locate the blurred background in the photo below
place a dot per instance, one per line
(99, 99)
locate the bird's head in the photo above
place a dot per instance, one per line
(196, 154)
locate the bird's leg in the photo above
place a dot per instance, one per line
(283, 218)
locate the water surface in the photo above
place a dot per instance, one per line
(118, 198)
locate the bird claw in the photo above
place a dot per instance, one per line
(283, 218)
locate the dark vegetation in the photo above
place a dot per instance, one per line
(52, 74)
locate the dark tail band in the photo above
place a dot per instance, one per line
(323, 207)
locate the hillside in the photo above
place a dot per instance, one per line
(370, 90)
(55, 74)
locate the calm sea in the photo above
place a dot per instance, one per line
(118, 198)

_ _ _ _

*Goal of the exercise*
Your task is to reproduce exactly the lines that begin with the one containing "locate the water surface in the photo above" and continue to the end of the data, both ends included.

*Exercise answer*
locate the water surface in the photo above
place a dot per instance, one per line
(118, 198)
locate the bird claw in the photo above
place a dot per instance, one per line
(283, 218)
locate the dark vegetation in the photo above
place a dot per instance, one per line
(52, 74)
locate the dark tail band in the photo above
place a dot per instance, one per line
(323, 207)
locate the hillside in the photo above
place a dot per instance, one per line
(370, 90)
(55, 74)
locate the calm sea in the photo above
place a dot per instance, one per line
(118, 198)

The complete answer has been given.